# WORK TASK:
An exact copy of every record is needed, with the pictures left out.

# ENTRIES PROVIDED:

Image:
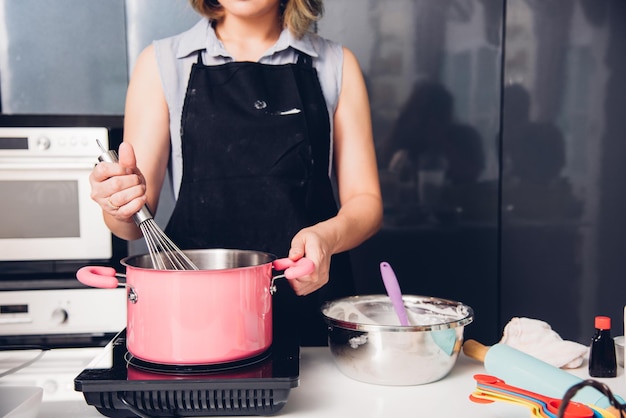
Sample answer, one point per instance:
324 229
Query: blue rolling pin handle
527 372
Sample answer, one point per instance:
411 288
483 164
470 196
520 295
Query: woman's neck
247 40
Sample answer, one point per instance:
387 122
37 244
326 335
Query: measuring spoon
573 410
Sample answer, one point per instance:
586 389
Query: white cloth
538 339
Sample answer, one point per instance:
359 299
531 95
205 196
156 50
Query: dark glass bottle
602 361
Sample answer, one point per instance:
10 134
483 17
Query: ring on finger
114 207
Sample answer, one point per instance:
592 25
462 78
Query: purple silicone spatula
393 290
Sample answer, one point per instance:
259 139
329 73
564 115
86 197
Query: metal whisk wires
164 254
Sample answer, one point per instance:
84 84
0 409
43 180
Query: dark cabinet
500 129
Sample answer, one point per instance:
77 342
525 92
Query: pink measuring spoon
393 290
573 410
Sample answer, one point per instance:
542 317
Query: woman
236 107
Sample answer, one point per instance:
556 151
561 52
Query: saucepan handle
98 276
291 269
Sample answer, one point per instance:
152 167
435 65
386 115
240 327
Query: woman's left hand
312 244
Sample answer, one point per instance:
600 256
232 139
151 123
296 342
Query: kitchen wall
499 126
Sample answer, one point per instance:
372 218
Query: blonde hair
297 15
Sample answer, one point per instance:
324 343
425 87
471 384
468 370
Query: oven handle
46 164
100 277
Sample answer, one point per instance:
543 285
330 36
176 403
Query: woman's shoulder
325 48
185 43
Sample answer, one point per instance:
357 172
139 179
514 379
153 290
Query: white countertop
323 391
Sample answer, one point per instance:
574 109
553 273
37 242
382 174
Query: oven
50 227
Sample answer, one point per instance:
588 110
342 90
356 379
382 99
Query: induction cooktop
121 386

# FINAL ANSWER:
Image:
Sample answer, one point per instance:
324 229
Query: blue rolling pin handle
527 372
Sample answer, one point per instance:
411 288
483 164
470 196
520 295
Query: woman's neck
247 40
Sample answer, one point per instance:
387 122
37 244
326 335
Query: measuring spoon
573 410
Sample answer, one point per instance:
586 389
Query: white cloth
538 339
Sample answer, one point per instance:
359 299
531 95
205 196
156 50
Query: dark glass bottle
602 361
Sample answer, one point per instance:
10 134
483 17
Query: ring on finger
114 207
Sample answer, one point per instance:
592 25
462 78
Query: purple silicone spatula
393 290
Sample answer, one point per instance:
259 139
329 73
564 115
86 197
Query: metal whisk wires
164 254
Sample answer, one point per instance:
84 84
0 409
43 180
Query: dark cabinet
500 129
Sample answer, one point per instance:
77 342
525 92
Query: pink measuring spoon
393 290
573 410
Sample answer, one point per instance:
542 317
Query: woman
236 107
Sample answer, one point per instance:
556 151
561 52
Query: saucepan handle
98 276
291 269
Sample answer, one point per instance:
152 167
435 65
386 115
240 327
Query: woman's left hand
312 244
Sample answer, one point per instance:
600 256
232 139
151 123
296 342
Query: kitchen wall
499 126
Sample answer, one point per instance:
372 218
Query: blonde hair
297 15
Sample answer, one point per instance:
324 343
425 87
471 384
468 370
Query: oven handle
46 164
100 277
Sample answer, one point per instance:
543 285
330 36
176 403
Query: woman's shoulder
325 48
185 43
Sample answer, one point per instance:
357 172
139 179
514 379
153 290
Query: white countertop
323 391
Sample answer, one point per instance:
574 109
553 273
37 242
382 174
Query: oven
50 227
Sample answer, one point per instance:
588 110
342 90
356 379
382 99
Query: induction cooktop
121 386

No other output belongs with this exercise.